> _Work task_: An unchanged copy of every record below, without pictures, is the goal.
[Exercise input]
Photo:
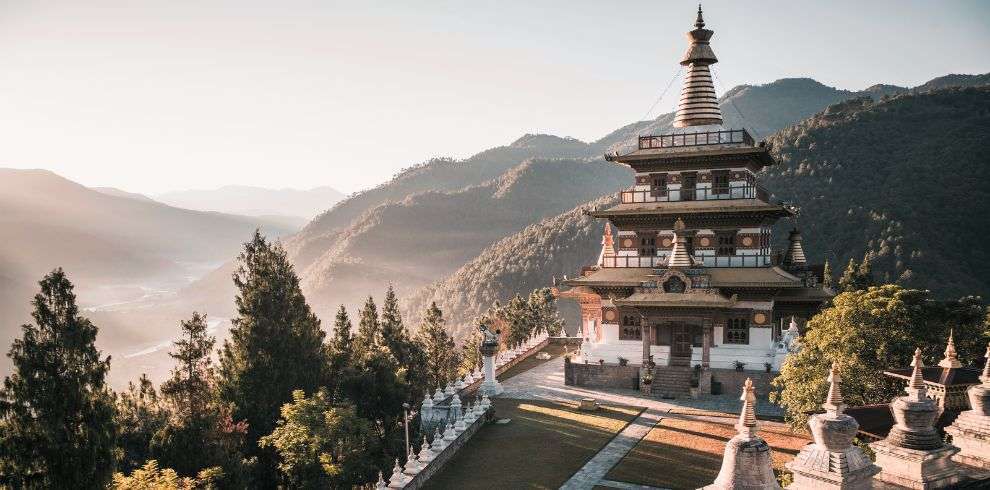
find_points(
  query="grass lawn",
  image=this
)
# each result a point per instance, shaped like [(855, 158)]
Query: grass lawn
[(680, 453), (543, 445), (555, 350)]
[/Exercise input]
> _Exercise solution_:
Photo:
find_points(
  query="grass lawn",
  image=this
)
# each result a point per instance, shaped like [(855, 158)]
Query: grass lawn
[(680, 453), (543, 445), (555, 350)]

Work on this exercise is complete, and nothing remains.